Begin Records shown

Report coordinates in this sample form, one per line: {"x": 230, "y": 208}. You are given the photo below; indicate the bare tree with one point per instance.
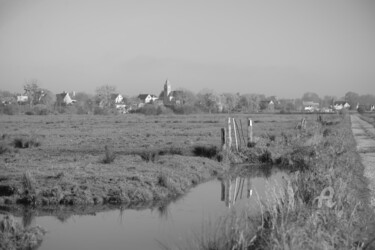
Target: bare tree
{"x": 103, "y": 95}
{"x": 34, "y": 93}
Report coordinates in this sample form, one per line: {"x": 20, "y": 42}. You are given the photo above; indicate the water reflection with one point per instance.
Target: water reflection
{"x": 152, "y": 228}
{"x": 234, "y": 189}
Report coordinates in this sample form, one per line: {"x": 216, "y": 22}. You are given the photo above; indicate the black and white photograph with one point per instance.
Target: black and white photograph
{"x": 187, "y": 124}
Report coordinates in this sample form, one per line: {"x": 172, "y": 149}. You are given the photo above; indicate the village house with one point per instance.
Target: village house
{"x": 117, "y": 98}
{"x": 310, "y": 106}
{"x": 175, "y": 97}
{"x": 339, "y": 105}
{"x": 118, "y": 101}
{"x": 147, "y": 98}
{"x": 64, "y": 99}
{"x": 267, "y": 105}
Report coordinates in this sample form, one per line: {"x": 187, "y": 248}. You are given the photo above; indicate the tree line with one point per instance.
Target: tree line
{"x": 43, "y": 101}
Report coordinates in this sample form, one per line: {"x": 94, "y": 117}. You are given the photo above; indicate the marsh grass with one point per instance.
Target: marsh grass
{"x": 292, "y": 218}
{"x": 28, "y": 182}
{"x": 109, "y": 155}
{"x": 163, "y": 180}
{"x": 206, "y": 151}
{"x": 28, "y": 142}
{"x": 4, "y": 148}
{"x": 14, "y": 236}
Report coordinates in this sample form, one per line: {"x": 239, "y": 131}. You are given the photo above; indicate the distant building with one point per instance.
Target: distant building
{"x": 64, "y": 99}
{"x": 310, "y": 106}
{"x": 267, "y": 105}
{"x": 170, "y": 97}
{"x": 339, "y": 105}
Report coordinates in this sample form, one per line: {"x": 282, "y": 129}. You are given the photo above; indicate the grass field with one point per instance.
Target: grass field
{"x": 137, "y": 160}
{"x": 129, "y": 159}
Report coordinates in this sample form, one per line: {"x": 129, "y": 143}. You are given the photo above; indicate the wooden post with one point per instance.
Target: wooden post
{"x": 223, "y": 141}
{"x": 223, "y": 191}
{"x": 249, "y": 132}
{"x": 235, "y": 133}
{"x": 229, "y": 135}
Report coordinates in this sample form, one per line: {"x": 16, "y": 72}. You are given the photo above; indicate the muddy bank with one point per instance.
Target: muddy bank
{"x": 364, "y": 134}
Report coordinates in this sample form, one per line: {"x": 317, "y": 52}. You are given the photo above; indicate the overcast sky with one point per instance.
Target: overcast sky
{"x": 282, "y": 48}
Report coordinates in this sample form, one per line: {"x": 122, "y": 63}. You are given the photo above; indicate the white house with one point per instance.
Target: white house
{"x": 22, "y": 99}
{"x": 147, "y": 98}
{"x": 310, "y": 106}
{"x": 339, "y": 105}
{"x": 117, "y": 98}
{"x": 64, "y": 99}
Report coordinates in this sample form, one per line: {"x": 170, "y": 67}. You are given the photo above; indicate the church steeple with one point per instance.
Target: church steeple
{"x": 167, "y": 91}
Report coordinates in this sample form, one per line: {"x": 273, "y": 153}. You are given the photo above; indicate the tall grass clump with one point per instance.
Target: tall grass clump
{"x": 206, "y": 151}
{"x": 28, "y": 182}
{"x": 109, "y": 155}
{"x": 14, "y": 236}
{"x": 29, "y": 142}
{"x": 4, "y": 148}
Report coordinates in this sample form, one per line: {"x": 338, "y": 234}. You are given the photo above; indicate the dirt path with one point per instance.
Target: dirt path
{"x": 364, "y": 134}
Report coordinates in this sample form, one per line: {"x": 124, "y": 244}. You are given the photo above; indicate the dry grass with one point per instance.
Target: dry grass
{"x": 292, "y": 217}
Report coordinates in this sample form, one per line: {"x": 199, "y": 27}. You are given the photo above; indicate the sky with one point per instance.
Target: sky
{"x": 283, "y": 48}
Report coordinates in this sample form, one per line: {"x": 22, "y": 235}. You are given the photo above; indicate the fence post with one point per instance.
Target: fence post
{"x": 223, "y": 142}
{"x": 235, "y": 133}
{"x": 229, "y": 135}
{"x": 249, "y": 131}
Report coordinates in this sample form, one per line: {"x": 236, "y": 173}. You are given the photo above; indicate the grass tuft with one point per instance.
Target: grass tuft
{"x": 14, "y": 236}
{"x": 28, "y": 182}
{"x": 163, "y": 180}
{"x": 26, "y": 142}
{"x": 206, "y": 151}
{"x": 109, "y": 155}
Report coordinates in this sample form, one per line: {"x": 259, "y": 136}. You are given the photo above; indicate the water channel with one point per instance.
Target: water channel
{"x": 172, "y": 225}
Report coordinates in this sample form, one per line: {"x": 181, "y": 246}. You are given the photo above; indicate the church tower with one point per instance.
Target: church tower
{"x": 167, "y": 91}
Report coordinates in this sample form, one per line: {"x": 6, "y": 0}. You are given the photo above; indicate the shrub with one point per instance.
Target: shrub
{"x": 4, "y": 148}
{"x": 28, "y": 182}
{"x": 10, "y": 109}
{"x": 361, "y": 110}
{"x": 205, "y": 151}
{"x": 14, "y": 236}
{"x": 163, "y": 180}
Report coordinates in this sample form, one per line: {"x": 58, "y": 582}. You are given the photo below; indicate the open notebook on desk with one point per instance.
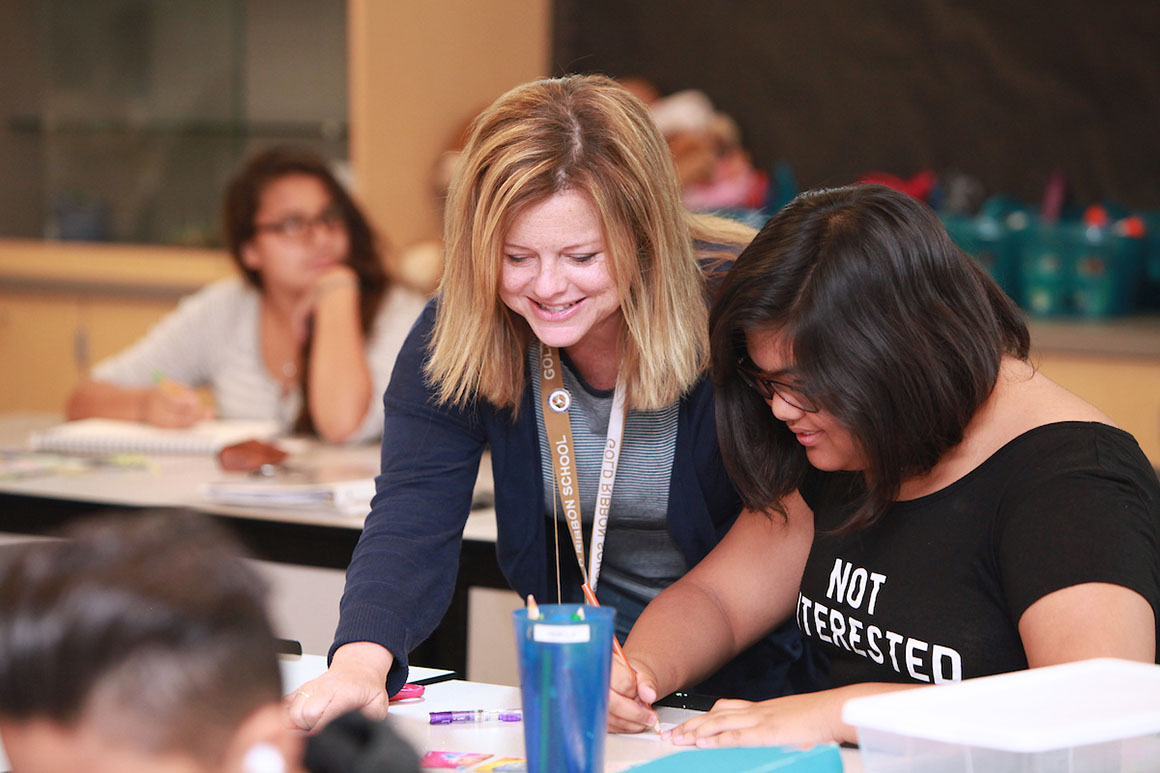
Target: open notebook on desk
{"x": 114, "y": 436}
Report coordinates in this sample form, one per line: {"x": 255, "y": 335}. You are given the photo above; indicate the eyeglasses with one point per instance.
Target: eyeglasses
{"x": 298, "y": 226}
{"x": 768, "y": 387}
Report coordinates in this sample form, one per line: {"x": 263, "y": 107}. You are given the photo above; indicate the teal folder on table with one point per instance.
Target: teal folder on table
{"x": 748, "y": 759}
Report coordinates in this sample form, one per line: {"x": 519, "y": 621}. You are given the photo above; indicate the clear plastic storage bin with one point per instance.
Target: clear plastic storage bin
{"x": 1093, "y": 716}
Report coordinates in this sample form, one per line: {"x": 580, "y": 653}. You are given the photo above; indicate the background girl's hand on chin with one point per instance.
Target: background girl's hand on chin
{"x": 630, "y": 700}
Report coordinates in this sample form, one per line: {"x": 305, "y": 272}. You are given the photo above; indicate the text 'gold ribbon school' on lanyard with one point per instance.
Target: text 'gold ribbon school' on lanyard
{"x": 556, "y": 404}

End Records shown

Job —
Copy the lines above word for word, omitting the pictures.

Task result —
Report coordinates in this sample form, one per line: {"x": 230, "y": 208}. You are given the photo below; indicate the bare tree with one point per instance.
Target: bare tree
{"x": 103, "y": 95}
{"x": 34, "y": 93}
Report coordinates in this sample form, one per line: {"x": 20, "y": 42}. You are given the photo above; indicate the water reflection with one point per instance.
Target: water reflection
{"x": 152, "y": 228}
{"x": 234, "y": 189}
Report coordinates in this sample form, one per line: {"x": 216, "y": 22}. You are given the photo above; indicate the black and white photograph with one point per instance.
Target: black and white photograph
{"x": 187, "y": 124}
Report coordinates in this sample form, one per line: {"x": 172, "y": 149}. You are given the photo above; indicate the village house with one point per instance.
Target: village house
{"x": 117, "y": 98}
{"x": 310, "y": 106}
{"x": 175, "y": 97}
{"x": 339, "y": 105}
{"x": 118, "y": 101}
{"x": 147, "y": 98}
{"x": 64, "y": 99}
{"x": 267, "y": 105}
Report coordinates in this sample form, one per line: {"x": 187, "y": 248}. You are given the photo above; indicate the tree line with one point per instance.
Target: tree line
{"x": 43, "y": 101}
Report coordinates in this sample form, one per line: {"x": 94, "y": 117}. You are given the photo above; indicate the marsh grass with one point per instance.
Target: marsh grass
{"x": 292, "y": 218}
{"x": 28, "y": 182}
{"x": 109, "y": 155}
{"x": 163, "y": 180}
{"x": 206, "y": 151}
{"x": 28, "y": 142}
{"x": 4, "y": 148}
{"x": 14, "y": 236}
Report coordinates in this sample form, one per line: {"x": 239, "y": 131}. You are given the photo above; indicate the distant building with one point per instance.
Target: distant building
{"x": 64, "y": 99}
{"x": 310, "y": 106}
{"x": 267, "y": 105}
{"x": 170, "y": 97}
{"x": 339, "y": 105}
Report coordinates in this sample form, one per line: {"x": 282, "y": 129}. You are given the photo above; indicate the grass field with one point per instance.
Target: grass field
{"x": 137, "y": 160}
{"x": 129, "y": 159}
Report coordinates in this sample form, one per line: {"x": 129, "y": 143}. You are given the photo above; indicate the wooden post with one point per instance.
Target: wooden post
{"x": 223, "y": 141}
{"x": 223, "y": 191}
{"x": 249, "y": 132}
{"x": 235, "y": 133}
{"x": 229, "y": 135}
Report coordinates in this sample form, one per line: {"x": 16, "y": 72}. You are given the photo above; indicate the muddy bank with one point per instance.
Target: muddy bank
{"x": 364, "y": 134}
Report coordinates in this sample form, one per line: {"x": 317, "y": 52}. You are given the photo above; indicate the overcast sky with one point per instance.
Target: overcast sky
{"x": 282, "y": 48}
Report coordinates in this sample form, one per line: {"x": 122, "y": 63}. You are given the photo above; indicate the white house with one point per instance.
Target: white house
{"x": 22, "y": 99}
{"x": 147, "y": 98}
{"x": 310, "y": 106}
{"x": 339, "y": 105}
{"x": 117, "y": 98}
{"x": 64, "y": 99}
Report coordinates in this sample form, one per line: {"x": 170, "y": 67}. You are given the photo above; indicate the church steeple with one point per instance.
Target: church steeple
{"x": 167, "y": 91}
Report coordinates in this sample form, one per line: {"x": 273, "y": 153}. You are given the photo above; indicate the tall grass clump with one point per instance.
Target: tall grass clump
{"x": 206, "y": 151}
{"x": 28, "y": 182}
{"x": 109, "y": 155}
{"x": 14, "y": 236}
{"x": 29, "y": 142}
{"x": 4, "y": 148}
Report coordinates in this sample form, one per line: {"x": 338, "y": 234}. You are given the photo above; indicate the dirt path with one point per instance.
Target: dirt path
{"x": 364, "y": 134}
Report coordinates in this sample form, one per line: {"x": 124, "y": 244}. You are given the photo above; indicate the dry grass with one point per instance.
Target: dry grass
{"x": 292, "y": 217}
Report coordinates in this sample form, one per line: {"x": 199, "y": 27}. You are given the photo above; indicate the sky with one point per instance.
Target: sky
{"x": 283, "y": 48}
Report coordinates in this sample form, one per line: {"x": 22, "y": 235}. You are given the photo above; indicate the fence post with one point per instance.
Target: fence post
{"x": 223, "y": 142}
{"x": 235, "y": 133}
{"x": 229, "y": 135}
{"x": 249, "y": 131}
Report coordinates in this sample form, one per line: {"x": 236, "y": 173}. You are given the photo above; indicate the grass tuft with one point per instance.
Target: grass tuft
{"x": 14, "y": 236}
{"x": 28, "y": 182}
{"x": 163, "y": 180}
{"x": 26, "y": 142}
{"x": 206, "y": 151}
{"x": 109, "y": 155}
Report coordinates in this sample form, one per line: {"x": 259, "y": 136}. You are given the photo above; indicate the water channel with one point per instance.
Target: water channel
{"x": 172, "y": 225}
Report coordinates in this sample form, one per line: {"x": 181, "y": 246}. You are given the photo above; indicate the church tower with one point per instance.
Target: church tower
{"x": 167, "y": 91}
Report coordinates in this sample form, one per line: {"x": 6, "y": 0}. You are given the photo above; indicate the shrub with one point per instance.
Target: shrub
{"x": 4, "y": 148}
{"x": 28, "y": 182}
{"x": 10, "y": 109}
{"x": 361, "y": 110}
{"x": 205, "y": 151}
{"x": 14, "y": 236}
{"x": 163, "y": 180}
Report coordinates in this sample form, one per line: {"x": 58, "y": 582}. You are given the photo below; indicate the open notebook on desk with one point per instance.
Target: open notebook on desk
{"x": 114, "y": 436}
Report coordinates in this sample form, one per line: {"x": 255, "y": 335}. You are given the photo above; indicate the eyeglasses with one point per instance.
Target: eyeglasses
{"x": 298, "y": 226}
{"x": 768, "y": 387}
Report coordinates in this sample form, one per line: {"x": 263, "y": 107}. You are given the photo above; indicate the teal folder on table with one point per instance.
Target: teal folder on table
{"x": 748, "y": 759}
Report coordinates in this sample form, one per line: {"x": 519, "y": 621}. You are given the photo above; indicate the clear plastic storage bin with one point per instance.
Target: clear plastic storage bin
{"x": 1093, "y": 716}
Report coordinates in this sample form, one per line: {"x": 580, "y": 653}. You are given the photo above; indicate the background girl's hand on chin with one point per instance.
Target: background girl's hand on chin
{"x": 630, "y": 700}
Report coordinates in this sample form, one per line: {"x": 305, "y": 272}. You are given the photo above; indicate the text 'gold ribbon school' on lanyard with one point per instance.
Target: text 'gold ribbon school' on lanyard
{"x": 556, "y": 404}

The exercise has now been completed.